▶ **TASK TO COMPLETE**
Which lines in the rows below contain the word "yellow"? Report each of those lines in full, matching case exactly.

'''

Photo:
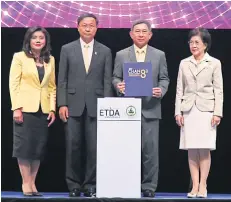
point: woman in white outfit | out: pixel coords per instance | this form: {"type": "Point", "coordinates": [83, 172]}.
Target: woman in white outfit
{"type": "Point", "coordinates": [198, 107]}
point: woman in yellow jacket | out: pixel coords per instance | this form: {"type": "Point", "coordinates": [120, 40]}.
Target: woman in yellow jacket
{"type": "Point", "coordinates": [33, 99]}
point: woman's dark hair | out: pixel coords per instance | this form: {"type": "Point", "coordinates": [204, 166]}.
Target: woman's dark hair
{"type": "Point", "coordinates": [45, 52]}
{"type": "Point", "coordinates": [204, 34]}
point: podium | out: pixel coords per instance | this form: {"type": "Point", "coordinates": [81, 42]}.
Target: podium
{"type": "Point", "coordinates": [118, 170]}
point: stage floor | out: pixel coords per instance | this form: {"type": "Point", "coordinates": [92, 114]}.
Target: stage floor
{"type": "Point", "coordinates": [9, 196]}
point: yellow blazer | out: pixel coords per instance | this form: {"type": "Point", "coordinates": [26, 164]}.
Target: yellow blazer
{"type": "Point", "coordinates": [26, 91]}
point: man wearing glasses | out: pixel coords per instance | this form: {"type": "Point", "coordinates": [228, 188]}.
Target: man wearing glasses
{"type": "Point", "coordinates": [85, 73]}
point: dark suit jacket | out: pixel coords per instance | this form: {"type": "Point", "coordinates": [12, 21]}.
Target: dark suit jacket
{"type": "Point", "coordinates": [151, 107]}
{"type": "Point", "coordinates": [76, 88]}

'''
'''

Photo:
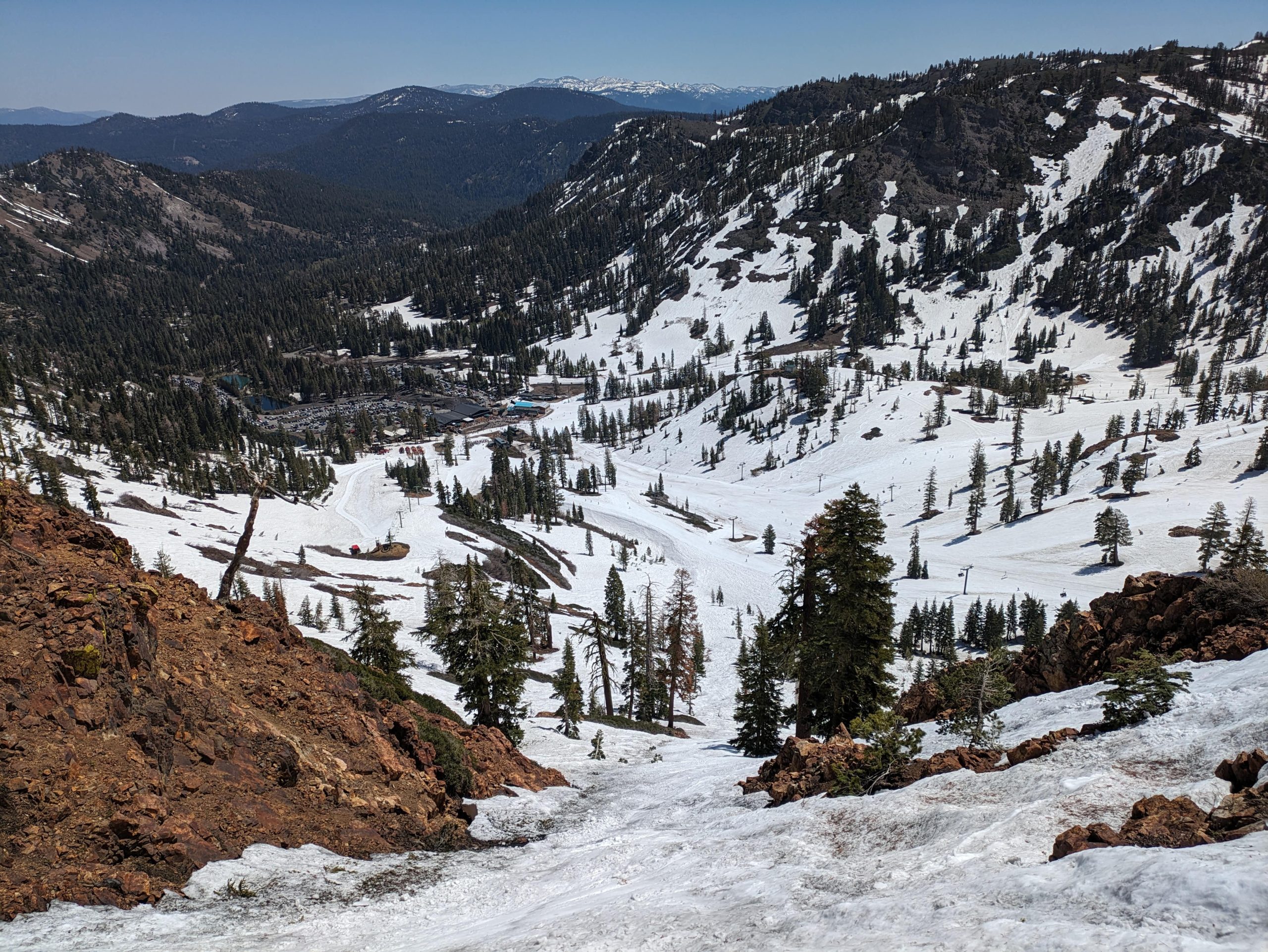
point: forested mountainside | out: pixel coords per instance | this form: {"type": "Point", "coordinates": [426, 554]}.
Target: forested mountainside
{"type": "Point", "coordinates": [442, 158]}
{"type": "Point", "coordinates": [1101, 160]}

'''
'''

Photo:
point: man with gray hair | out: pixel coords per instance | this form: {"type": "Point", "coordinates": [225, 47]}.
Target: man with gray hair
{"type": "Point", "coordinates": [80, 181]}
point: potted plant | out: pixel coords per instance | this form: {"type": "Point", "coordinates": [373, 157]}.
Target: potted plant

'''

▶ **ANSWER IN FULL**
point: woman in yellow jacket | out: pixel coords per instance | this form: {"type": "Point", "coordinates": [120, 40]}.
Target: woman in yellow jacket
point: yellow blazer | out: pixel coords per instance | this form: {"type": "Point", "coordinates": [26, 164]}.
Target: yellow blazer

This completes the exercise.